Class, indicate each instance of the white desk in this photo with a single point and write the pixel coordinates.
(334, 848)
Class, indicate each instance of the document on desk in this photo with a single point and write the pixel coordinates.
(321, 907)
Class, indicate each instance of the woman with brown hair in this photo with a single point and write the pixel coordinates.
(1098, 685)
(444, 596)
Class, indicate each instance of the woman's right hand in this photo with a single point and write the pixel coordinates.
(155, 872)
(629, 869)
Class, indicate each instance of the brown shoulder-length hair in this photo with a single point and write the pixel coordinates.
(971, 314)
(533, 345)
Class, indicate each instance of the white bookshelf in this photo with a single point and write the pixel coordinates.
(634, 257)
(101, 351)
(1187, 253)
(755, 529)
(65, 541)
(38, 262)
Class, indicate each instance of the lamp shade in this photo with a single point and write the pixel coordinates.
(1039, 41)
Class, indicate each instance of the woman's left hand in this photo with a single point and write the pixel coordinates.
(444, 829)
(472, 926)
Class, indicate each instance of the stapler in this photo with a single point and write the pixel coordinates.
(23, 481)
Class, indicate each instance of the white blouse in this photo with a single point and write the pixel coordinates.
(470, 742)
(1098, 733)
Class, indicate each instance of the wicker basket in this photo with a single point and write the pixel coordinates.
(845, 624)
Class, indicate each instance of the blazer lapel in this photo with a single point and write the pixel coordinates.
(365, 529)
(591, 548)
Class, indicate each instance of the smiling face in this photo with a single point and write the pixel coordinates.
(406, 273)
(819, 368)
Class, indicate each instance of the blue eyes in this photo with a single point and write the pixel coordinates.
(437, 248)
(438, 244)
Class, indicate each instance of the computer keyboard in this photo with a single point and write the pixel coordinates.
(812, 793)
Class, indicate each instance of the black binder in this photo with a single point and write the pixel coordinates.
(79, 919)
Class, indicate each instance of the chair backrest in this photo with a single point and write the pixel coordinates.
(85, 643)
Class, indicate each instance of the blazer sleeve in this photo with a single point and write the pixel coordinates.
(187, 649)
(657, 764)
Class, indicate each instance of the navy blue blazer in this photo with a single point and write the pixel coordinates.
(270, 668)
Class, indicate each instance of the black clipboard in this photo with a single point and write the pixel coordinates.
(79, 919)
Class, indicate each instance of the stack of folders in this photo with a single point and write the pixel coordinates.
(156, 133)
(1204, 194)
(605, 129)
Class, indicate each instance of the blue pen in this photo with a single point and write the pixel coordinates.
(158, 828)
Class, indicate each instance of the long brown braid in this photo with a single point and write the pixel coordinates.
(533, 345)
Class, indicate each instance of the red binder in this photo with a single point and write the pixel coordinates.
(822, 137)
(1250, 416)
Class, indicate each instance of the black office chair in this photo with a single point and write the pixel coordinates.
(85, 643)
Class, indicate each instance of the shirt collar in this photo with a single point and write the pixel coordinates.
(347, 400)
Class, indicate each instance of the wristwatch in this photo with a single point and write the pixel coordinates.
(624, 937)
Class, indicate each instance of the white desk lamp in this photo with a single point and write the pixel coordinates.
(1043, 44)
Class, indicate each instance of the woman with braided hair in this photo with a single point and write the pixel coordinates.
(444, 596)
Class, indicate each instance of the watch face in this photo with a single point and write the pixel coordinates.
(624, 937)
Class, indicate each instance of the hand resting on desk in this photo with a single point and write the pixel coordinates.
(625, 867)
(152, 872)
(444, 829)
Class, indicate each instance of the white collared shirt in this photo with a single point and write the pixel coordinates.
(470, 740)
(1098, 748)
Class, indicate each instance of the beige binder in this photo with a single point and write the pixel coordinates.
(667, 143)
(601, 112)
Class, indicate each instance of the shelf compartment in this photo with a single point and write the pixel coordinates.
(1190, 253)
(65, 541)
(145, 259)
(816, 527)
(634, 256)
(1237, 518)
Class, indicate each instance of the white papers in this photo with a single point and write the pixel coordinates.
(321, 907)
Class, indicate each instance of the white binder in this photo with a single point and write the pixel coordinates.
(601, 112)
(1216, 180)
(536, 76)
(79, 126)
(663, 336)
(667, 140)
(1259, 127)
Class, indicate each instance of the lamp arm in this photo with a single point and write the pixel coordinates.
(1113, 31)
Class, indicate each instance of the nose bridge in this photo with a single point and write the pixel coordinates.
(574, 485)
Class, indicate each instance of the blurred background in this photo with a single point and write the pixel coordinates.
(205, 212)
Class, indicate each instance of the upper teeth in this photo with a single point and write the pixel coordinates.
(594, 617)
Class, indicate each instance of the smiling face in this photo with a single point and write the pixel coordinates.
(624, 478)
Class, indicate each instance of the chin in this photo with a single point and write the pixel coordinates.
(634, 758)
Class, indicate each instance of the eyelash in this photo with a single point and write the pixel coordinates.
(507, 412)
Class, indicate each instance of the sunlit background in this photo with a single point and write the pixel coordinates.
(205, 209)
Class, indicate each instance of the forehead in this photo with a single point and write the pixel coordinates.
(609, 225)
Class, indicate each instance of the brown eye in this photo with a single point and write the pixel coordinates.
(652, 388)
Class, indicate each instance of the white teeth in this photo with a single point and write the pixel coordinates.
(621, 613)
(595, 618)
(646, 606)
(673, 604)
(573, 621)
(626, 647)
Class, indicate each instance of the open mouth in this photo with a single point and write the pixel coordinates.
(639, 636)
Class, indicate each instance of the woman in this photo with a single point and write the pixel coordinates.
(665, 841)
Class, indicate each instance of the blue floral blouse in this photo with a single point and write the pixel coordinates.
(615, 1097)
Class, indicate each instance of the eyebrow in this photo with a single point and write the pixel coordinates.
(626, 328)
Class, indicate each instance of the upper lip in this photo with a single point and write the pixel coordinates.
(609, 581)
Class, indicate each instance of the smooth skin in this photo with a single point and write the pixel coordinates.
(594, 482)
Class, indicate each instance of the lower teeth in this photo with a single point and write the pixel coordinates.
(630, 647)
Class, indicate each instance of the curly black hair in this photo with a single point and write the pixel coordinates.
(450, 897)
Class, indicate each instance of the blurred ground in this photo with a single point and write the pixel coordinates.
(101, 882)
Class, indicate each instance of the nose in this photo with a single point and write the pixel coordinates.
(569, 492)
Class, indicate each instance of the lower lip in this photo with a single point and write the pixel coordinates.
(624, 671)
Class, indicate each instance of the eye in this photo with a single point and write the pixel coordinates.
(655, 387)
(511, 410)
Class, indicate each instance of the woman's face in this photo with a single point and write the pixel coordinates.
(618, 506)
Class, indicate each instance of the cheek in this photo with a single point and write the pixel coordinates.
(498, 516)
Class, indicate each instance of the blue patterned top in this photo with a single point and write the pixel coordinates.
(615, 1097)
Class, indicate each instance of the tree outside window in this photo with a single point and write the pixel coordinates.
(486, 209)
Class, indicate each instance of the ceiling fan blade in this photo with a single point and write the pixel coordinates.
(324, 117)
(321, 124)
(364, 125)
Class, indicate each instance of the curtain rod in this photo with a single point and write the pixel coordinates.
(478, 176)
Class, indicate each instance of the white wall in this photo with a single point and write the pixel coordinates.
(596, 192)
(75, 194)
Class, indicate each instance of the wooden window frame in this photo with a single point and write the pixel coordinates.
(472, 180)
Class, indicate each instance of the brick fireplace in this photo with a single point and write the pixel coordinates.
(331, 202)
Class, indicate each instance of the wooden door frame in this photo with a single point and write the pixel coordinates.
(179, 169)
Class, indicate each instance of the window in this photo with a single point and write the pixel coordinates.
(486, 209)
********************
Written request:
Retype all of the entries above without changing a single character.

Correct output:
Class, indicate each instance of the white desk in this photo with a single point and write the pixel coordinates.
(334, 848)
Class, indicate each instance of the document on desk in this photo with a single point and write the pixel coordinates.
(321, 907)
Class, indicate each instance of the woman with brown hair in this photo with a single point and write the pixel coordinates.
(1098, 685)
(444, 596)
Class, indicate each instance of the woman's right hand in this photo with a single point and write the pixel coordinates.
(155, 872)
(629, 869)
Class, indicate each instance of the brown shoulder-length hair in this photo with a single point and write the pixel coordinates.
(971, 314)
(533, 345)
Class, indicate each instance of the white bookshelf in this photo with a single point and write the pixel coordinates.
(634, 257)
(101, 351)
(1187, 253)
(755, 529)
(65, 541)
(38, 262)
Class, indicate each instance of the lamp shade in this photo with a single point and write the pixel coordinates.
(1039, 41)
Class, indicate each instance of the woman's left hand in this photo with a single point and write the pixel coordinates.
(444, 829)
(472, 926)
Class, indicate each instance of the stapler in this photo with a single point and write the pixel coordinates.
(23, 481)
Class, indicate each instance of the white blouse in this photo with a single point and write the pixel coordinates.
(470, 742)
(1098, 733)
Class, indicate each instance of the wicker basket in this photo with a single point and write the pixel coordinates.
(845, 624)
Class, indicate each instance of the blazer lapel in this photo with a single point and write the pixel coordinates.
(365, 529)
(591, 548)
Class, indicate each instance of the smiling face in this photo with a single point and write the pixel coordinates.
(406, 273)
(819, 368)
Class, indicate each instance of the blue eyes in this photo with a single point and write the pixel coordinates.
(437, 248)
(438, 244)
Class, indicate each instance of the computer keyboard in this photo with a single point and write the pixel coordinates.
(812, 793)
Class, indicate each instance of the black binder in this photo with a single point and write the pixel coordinates.
(79, 919)
Class, indicate each instance of the chair backrest in this photo with a single point and write the pixel coordinates.
(85, 643)
Class, indicate each instance of the blazer sleeve in this photo with a single point and write the pixel coordinates.
(187, 649)
(657, 764)
Class, indicate each instance of the navy blue blazer in this photo with a single point and write the pixel coordinates.
(270, 668)
Class, indicate each instance of the black clipboard in this photo with a single point and write the pixel coordinates.
(79, 919)
Class, indicate each instance of the stack of folders in this photo with a single point and write the pixel coordinates.
(156, 133)
(1204, 194)
(605, 129)
Class, indicate each instance of the blue pen in this photo with a single point and write the pixel coordinates.
(158, 828)
Class, indicate each instance of the long brown braid in this photo with a single point and write the pixel coordinates.
(533, 345)
Class, indicate each instance of the red binder in this photo with a single point and write the pixel coordinates.
(822, 137)
(1250, 416)
Class, indicate each instance of the black office chair in this photo with a single point and write the pixel coordinates.
(85, 643)
Class, indicate each instance of the shirt collar in this photo with a single point and write the pixel coordinates.
(347, 400)
Class, indicate each instance of the wristwatch in this photo with a single point and write the pixel coordinates.
(624, 937)
Class, indicate each instance of the white desk lamp in this photo with a single point and write the pixel coordinates.
(1043, 44)
Class, indicate each instance of the woman with braided hair in this photo with a single point and write the pixel coordinates.
(444, 596)
Class, indicate each instance of the watch face in this photo with a single point and write the pixel coordinates.
(624, 937)
Class, indicate each instance of the hand resting on desk in this photo with a single point and write the pixel coordinates.
(625, 867)
(152, 872)
(444, 829)
Class, indicate each instance of the white collared shirt in this photo with a single point and write the pixel coordinates.
(470, 740)
(1098, 748)
Class, indicate each instance of the beige binder in this photo with a single point and write the pixel coordinates.
(667, 143)
(601, 112)
Class, indicate each instance of the shelf compartment in this photo with a single point and write the pixel coordinates.
(1190, 253)
(65, 541)
(145, 259)
(816, 527)
(634, 256)
(1237, 518)
Class, indicate each instance of the white papers in this photo with a single point and write the pixel coordinates.
(321, 907)
Class, indicate each instance of the white binder in this photo with a single point and write the pixel coordinates.
(601, 112)
(1216, 180)
(536, 76)
(79, 126)
(663, 336)
(667, 140)
(1259, 127)
Class, indicate each instance of the lamp arm in this photo with a single point and write the pixel coordinates.
(1113, 31)
Class, indicate each instance of the nose bridge in this photo with a single point and write the pixel coordinates.
(574, 485)
Class, indicate each instance of the blurred background in this photo with a single point and write the pixel coordinates.
(205, 212)
Class, indicate each instance of the upper teeth in this photo with a single point and write the pixel coordinates.
(594, 617)
Class, indicate each instance of the smiling face in this photo with a single point and write the pixel coordinates.
(624, 478)
Class, indicate each instance of the chin in this photo with a single point and write the pixel coordinates.
(634, 758)
Class, indicate each instance of the eyelash in this photo with a single point and write the pixel coordinates.
(507, 412)
Class, indicate each instance of the sunlit background in this photo with a single point and write the pixel coordinates.
(205, 209)
Class, indicate each instance of the forehead in this photo with a single point and write the pixel coordinates.
(609, 225)
Class, indicate each instance of the brown eye in this photo with a single point and write the pixel coordinates.
(652, 388)
Class, indicate each instance of the white teeth in this photo with a single point and write the pixel coordinates.
(621, 613)
(595, 618)
(646, 606)
(673, 604)
(573, 621)
(626, 647)
Class, indicate each instance of the open mouth in this photo with a single point and write the pixel coordinates.
(639, 636)
Class, indicate each instance of the woman in this photo with a single point and write the pixel coordinates.
(665, 841)
Class, indicate each instance of the blue floral blouse in this photo with a single point and write the pixel coordinates.
(615, 1097)
Class, indicate each instance of the eyebrow in this photo with a single point and write the pixel coordinates.
(626, 328)
Class, indicate each instance of the upper lip in this photo with a single point and write the pixel coordinates.
(609, 581)
Class, indicate each instance of the smooth skin in this photo with a single point and write the pixel coordinates.
(594, 482)
Class, indicate each instance of the lower teeth in this photo with a single point and write the pixel coordinates.
(630, 647)
Class, indicate each instance of the curly black hair in this photo with a single point and write the pixel coordinates.
(450, 897)
Class, indicate each instance of the blurred ground in this photo with a single point and write the pixel coordinates.
(101, 882)
Class, indicate each instance of the nose in this photo with a single point and write the pixel coordinates.
(569, 492)
Class, indicate each instance of the lower lip in this photo with a single point and write the pixel coordinates.
(624, 671)
Class, indicate each instance of the eye in this photo with a single point and write the pixel coordinates.
(655, 387)
(511, 410)
Class, indicate each instance of the woman's face in this photo with a single point and write the pixel coordinates.
(618, 506)
Class, indicate each instance of the cheek in this photo with a single point and write the pixel coordinates.
(498, 516)
Class, indicate each instance of the blue patterned top in this photo with a single point and write the pixel coordinates.
(615, 1097)
Class, indicate each instance of the tree outside window in this photo with a single point and write the pixel coordinates.
(486, 209)
Class, indicate each instance of the ceiling fan blade in this photo with a single point and write the pixel coordinates.
(324, 117)
(321, 124)
(364, 125)
Class, indicate each instance of the curtain rod in this photo with a single point and write the pixel coordinates.
(478, 176)
Class, indicate each instance of the white wall in this photo with a single point and write the pixel coordinates.
(596, 192)
(75, 194)
Class, indicate each instance of the wooden window frame in this photo with a single point and write the pixel coordinates.
(472, 180)
Class, indicate each instance of the brick fireplace in this photo with a single point and write the pixel coordinates.
(331, 202)
Class, indicate each instance of the wooden door frame in this photo with a single point and write the pixel coordinates.
(179, 169)
Class, indicate each instance of the window in this photo with a single point and write the pixel coordinates.
(486, 209)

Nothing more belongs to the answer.